• _WORK INSTRUCTIONS_: Copy each line of the listing below exactly.

• _EXTRACTED RECORDS_:
**********

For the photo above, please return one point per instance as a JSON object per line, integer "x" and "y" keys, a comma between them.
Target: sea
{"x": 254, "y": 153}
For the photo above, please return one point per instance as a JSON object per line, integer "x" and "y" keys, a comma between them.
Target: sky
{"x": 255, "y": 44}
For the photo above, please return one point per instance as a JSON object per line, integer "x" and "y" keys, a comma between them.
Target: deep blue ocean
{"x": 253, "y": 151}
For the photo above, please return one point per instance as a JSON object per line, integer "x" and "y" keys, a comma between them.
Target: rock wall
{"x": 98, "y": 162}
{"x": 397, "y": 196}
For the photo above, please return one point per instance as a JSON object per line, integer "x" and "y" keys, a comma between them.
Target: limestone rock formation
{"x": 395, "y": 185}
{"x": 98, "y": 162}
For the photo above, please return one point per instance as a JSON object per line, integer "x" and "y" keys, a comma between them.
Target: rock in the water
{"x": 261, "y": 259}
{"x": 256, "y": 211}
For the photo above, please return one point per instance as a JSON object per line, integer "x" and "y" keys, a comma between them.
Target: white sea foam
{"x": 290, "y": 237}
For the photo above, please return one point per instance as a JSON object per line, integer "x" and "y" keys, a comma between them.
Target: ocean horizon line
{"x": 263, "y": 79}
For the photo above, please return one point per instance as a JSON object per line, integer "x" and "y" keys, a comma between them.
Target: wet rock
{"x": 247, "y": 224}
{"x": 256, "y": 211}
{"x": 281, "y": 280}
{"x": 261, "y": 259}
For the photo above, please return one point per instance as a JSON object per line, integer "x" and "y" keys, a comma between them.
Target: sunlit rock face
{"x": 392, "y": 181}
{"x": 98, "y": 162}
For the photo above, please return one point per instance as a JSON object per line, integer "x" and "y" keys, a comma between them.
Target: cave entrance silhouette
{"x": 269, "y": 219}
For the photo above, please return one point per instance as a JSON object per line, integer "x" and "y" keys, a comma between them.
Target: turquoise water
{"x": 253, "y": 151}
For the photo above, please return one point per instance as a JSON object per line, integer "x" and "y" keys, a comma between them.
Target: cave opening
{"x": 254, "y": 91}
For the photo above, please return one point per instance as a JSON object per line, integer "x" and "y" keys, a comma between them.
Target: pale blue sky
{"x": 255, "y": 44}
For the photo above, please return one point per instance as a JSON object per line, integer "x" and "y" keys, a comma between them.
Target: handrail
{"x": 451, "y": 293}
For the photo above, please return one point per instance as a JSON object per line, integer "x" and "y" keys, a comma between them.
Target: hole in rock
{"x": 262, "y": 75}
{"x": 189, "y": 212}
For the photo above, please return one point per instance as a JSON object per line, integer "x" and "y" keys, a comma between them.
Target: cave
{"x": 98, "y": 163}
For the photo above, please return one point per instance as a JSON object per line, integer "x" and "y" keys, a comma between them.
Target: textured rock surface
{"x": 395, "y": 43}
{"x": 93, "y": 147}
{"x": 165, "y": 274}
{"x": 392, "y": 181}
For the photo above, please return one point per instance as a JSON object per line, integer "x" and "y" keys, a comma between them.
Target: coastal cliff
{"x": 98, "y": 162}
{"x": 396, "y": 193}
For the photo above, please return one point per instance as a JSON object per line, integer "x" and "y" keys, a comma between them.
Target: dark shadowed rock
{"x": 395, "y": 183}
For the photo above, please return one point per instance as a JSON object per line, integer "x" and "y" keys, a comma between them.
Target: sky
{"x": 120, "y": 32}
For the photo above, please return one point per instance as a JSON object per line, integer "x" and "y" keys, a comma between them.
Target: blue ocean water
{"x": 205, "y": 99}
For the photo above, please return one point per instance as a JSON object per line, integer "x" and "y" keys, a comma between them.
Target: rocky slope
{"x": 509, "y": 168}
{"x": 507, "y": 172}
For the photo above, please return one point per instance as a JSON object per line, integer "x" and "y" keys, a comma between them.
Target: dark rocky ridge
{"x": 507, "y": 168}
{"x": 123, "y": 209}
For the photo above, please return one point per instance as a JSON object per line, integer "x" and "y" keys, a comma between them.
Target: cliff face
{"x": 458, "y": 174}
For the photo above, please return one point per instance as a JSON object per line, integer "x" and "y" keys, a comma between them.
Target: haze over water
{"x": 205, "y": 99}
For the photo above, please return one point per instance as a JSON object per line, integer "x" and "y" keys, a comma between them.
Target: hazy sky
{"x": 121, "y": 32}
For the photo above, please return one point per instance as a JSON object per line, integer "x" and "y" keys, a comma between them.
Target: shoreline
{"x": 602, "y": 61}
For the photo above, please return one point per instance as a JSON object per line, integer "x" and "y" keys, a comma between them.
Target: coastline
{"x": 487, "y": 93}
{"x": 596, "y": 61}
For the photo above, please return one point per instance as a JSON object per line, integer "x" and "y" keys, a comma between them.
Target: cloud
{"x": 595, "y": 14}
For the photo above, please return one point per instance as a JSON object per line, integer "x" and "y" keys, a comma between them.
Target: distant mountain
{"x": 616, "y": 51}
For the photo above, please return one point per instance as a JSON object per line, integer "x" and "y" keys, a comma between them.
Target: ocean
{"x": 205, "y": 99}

**********

• _RESULT FOR THIS EXERCISE_:
For the photo above, please return one point per instance as a JSON object per line, integer "x" and "y" keys, a comma between them.
Target: sea
{"x": 254, "y": 153}
For the photo above, please return one point per instance as a JSON object per line, integer "x" and "y" keys, a comma between them.
Target: sky
{"x": 255, "y": 44}
For the photo above, please return one point per instance as a JSON object per line, integer "x" and "y" keys, a comma between them.
Target: deep blue ocean
{"x": 253, "y": 151}
For the photo above, please return one point per instance as a JSON object per line, integer "x" and "y" keys, a comma between them.
Target: rock wall
{"x": 98, "y": 162}
{"x": 397, "y": 196}
For the photo above, please return one point per instance as a JSON object per line, integer "x" and "y" keys, a comma between them.
Target: limestone rock formation
{"x": 395, "y": 185}
{"x": 98, "y": 162}
For the photo above, please return one point per instance as a JSON object per line, integer "x" and "y" keys, a comma between them.
Target: rock in the water
{"x": 261, "y": 259}
{"x": 256, "y": 211}
For the photo above, please return one point per instance as a JSON object per line, integer "x" and "y" keys, a comma between them.
Target: white sea foam
{"x": 290, "y": 237}
For the photo above, please return one point per instance as a JSON object per line, integer "x" and "y" keys, a comma between them.
Target: ocean horizon line
{"x": 263, "y": 79}
For the photo above, please return one point per instance as a JSON object per line, integer "x" and "y" keys, a comma between them.
Target: wet rock
{"x": 247, "y": 224}
{"x": 256, "y": 211}
{"x": 281, "y": 280}
{"x": 261, "y": 259}
For the photo above, please return one point per instance as a JSON object per line, integer "x" and "y" keys, a comma between them.
Target: sunlit rock face
{"x": 392, "y": 181}
{"x": 98, "y": 162}
For the photo above, please return one point per instance as a JSON object per line, integer "x" and "y" keys, a comma between them.
Target: cave entrance silhouette
{"x": 269, "y": 219}
For the photo above, please return one point per instance as a JSON object per line, integer "x" and "y" keys, a comma between them.
Target: turquoise water
{"x": 253, "y": 151}
For the photo above, please return one point per instance as a JSON object per line, integer "x" and "y" keys, a comma between them.
Target: cave opening
{"x": 254, "y": 91}
For the photo above, please return one point per instance as a JSON object per line, integer "x" and "y" keys, a comma between them.
Target: pale blue sky
{"x": 255, "y": 44}
For the photo above, please return one point per instance as a JSON object per line, integer "x" and "y" keys, a comma between them.
Target: handrail
{"x": 451, "y": 293}
For the photo above, please return one point per instance as a JSON object per line, integer "x" and "y" keys, a comma between them.
Target: hole in rock
{"x": 262, "y": 75}
{"x": 189, "y": 212}
For the photo above, please return one point per instance as a JSON object per line, integer "x" and "y" keys, a comma between them.
Target: cave
{"x": 98, "y": 163}
For the photo above, please return one point per instance as a JSON object per line, integer "x" and "y" keys, a comma between them.
Target: textured rock surface
{"x": 395, "y": 43}
{"x": 93, "y": 147}
{"x": 165, "y": 274}
{"x": 392, "y": 181}
For the photo above, please return one point per instance as a JSON object per line, integer "x" and "y" keys, a comma between them.
Target: coastal cliff
{"x": 98, "y": 162}
{"x": 396, "y": 193}
For the photo above, please return one point per instance as a JSON object per line, integer "x" and "y" keys, a comma between them.
Target: dark shadowed rock
{"x": 395, "y": 183}
For the photo above, please return one point per instance as a JSON object per line, integer "x" and "y" keys, a comma between them.
Target: sky
{"x": 120, "y": 32}
For the photo above, please return one point per instance as a JSON object per line, integer "x" and "y" keys, a comma between them.
Target: blue ocean water
{"x": 205, "y": 99}
For the photo above, please return one point per instance as a JSON object per line, integer "x" and "y" keys, a comma between them.
Target: rocky slope
{"x": 509, "y": 168}
{"x": 507, "y": 172}
For the photo above, please return one point per instance as a JSON object per line, integer "x" and "y" keys, a comma between them.
Target: dark rocky ridge
{"x": 507, "y": 168}
{"x": 123, "y": 209}
For the photo above, please return one point per instance as a JSON object per line, integer "x" and "y" keys, a comma between them.
Target: cliff face
{"x": 458, "y": 174}
For the photo above, please return one point per instance as a JSON object per line, integer "x" and "y" keys, a comma between them.
Target: haze over water
{"x": 205, "y": 99}
For the photo above, please return one point per instance as a JSON object per line, integer "x" and "y" keys, a comma between them.
Target: hazy sky
{"x": 121, "y": 32}
For the photo above, please return one point per instance as a JSON object per line, integer "x" and "y" keys, a comma between them.
Target: shoreline
{"x": 602, "y": 61}
For the photo above, please return one point per instance as a JSON object per line, integer "x" and "y" keys, a comma between them.
Target: coastline
{"x": 487, "y": 93}
{"x": 596, "y": 61}
For the photo above, please return one point per instance as a JSON object per line, integer "x" and "y" keys, a comma between them.
Target: cloud
{"x": 595, "y": 14}
For the photo above, please return one point per instance as a JSON object per line, integer "x" and "y" keys, a comma between them.
Target: distant mountain
{"x": 616, "y": 51}
For the photo above, please return one point per instance as a JSON object per line, integer "x" and "y" keys, a comma between them.
Target: ocean
{"x": 205, "y": 99}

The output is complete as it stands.